Una segunda serie de circunstancias precisa atención inmediata. Una crisis migratoria en el extremo norte del país, invadido por trabajadores indocumentados de toda América Latina, ha sembrado un tóxico sentimiento antimigrante que incitó a camioneros a que bloquearan rutas vitales, una acción que, de repetirse, podría paralizar áreas significativas de la economía. La propia postura de Boric de dar la bienvenida a sus hermanos y hermanas latinoamericanos se verá, entonces, puesto pronto a prueba. En el sur del país, las justas exigencias reivindicativas de pueblos originarios largamente despreciados y expoliados han abierto un terreno fértil para una creciente violencia. El nuevo presidente está decidido a rechazar la militarización que instaló su predecesor, el inepto derechista Sebastián Piñera, y estrenar un diálogo sereno con todas las partes, pero los acontecimientos sobre el terreno pueden constreñir su margen de maniobra. ¿Y cómo reformar a fondo una fuerza policial recalcitrante que ha brutalizado sistemáticamente a jóvenes y pobres y rebeldes, justo en una coyuntura en que se acrecienta la delincuencia y el narcotráfico?

(Datos del conjunto)
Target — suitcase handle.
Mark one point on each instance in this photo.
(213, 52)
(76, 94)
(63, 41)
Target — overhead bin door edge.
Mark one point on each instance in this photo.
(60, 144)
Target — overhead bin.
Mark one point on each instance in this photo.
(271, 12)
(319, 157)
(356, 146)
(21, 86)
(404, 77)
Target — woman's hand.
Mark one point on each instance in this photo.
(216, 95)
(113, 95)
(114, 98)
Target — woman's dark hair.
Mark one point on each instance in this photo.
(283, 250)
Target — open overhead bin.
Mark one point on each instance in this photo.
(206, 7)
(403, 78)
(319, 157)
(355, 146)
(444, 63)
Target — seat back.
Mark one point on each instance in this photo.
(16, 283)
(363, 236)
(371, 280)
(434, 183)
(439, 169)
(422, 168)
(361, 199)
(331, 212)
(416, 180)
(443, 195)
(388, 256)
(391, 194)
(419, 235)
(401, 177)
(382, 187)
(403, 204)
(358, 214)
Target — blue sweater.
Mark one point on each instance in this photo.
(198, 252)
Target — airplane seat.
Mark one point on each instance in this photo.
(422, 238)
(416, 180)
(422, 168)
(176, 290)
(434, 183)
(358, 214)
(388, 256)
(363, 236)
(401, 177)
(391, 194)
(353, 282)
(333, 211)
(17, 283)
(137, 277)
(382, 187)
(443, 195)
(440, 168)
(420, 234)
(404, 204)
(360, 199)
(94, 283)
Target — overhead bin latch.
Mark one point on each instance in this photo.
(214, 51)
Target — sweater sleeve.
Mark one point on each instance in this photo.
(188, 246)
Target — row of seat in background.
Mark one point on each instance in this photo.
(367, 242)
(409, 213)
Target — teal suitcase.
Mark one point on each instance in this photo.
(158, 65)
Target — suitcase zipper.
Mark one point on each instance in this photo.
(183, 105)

• Tus tareas
a – Según el texto sobre los desafíos de Boric, ¿qué política de su predecesor está decidido a rechazar el nuevo presidente?
b – Prosigue el texto sobre los desafíos de Boric a partir de su última oración.

• Respuestas
a – La militarización que instaló Sebastián Piñera en el sur del país.

b –
El mayor desafío para la administración entrante, sin embargo, es la Convención Constitucional que fue creada para canalizar las demandas de los insurrectos y que en estos mismos momentos está escribiendo una nueva Carta Magna para reemplazar la que, fraudulentamente impuesta por Augusto Pinochet en 1980, había bloqueado las mismas reformas que Boric ahora quiere instituir. Aunque la mayoría de los delegados (los conservadores sólo tienen 37 de los 154 miembros de la convención) comparte las convicciones de Boric (ecológicas, feministas, igualitarias, profundamente participativas, con gran respeto por las creencias indígenas y el rol de las regiones), hay signos de tensión entre un gobierno que tiene que lidiar con las complicaciones cotidianas de la gente común y llegar a convenios con los adversarios, y muchos convencionales que sueñan con una patria completamente libre de explotación, donde la naturaleza reina en forma suprema y el multiculturalismo triunfa. Lo único que Boric no puede permitirse es que los votantes, en un referéndum en septiembre, rechacen la nueva Constitución, una posibilidad que, por ahora, es poco verosímil, pero que, con pujantes fuerzas reaccionarias saboteando la convención, podría conducir a un resultado que dejaría al nuevo gobierno atado a viejas leyes que, en el pasado, atascaron importantes alteraciones al statu quo.

A pesar de todas estas acechanzas y dilemas en el horizonte, el futuro me parece promisorio.

Hace 32 años, el 11 de marzo de 1990, fui un invitado oficial a la toma de posesión del presidente Patricio Aylwin después de 17 años de terror dictatorial. Para esa transmisión del mando, conocía personalmente a todos los miembros del gabinete de Aylwin, así como a los jefes del Senado y la Cámara de Diputados. Me complace anunciar que no me he topado nunca con ni uno de los ministros y ministras de Boric (¡es un gabinete paritario, el de Aylwin consistía sólo de hombres!), aunque sí he conocido de cerca a algunos de sus padres y abuelos.

Esta es una prueba rotunda y maravillosa de un verdadero cambio de guardia. Parece que ha llegado el momento de que esta multitud de jóvenes tan talentosos como el carismático y tatuado Boric –¡que no usa corbata!–, por fin arremeta con alegría y desparpajo contra la situación que devasta nuestra desafortunada patria desde hace tanto tiempo. No se trata simplemente de que asuman el poder con el respaldo de una ciudadanía ardiente dispuesta a rebelarse con aún más vehemencia si no hay respuesta a sus necesidades, sino que esos jóvenes políticos forman parte del resurgimiento de una nueva izquierda en toda América Latina, con posibles victorias en Brasil y Colombia en las postrimerías de este año, que confirmarían esa tendencia.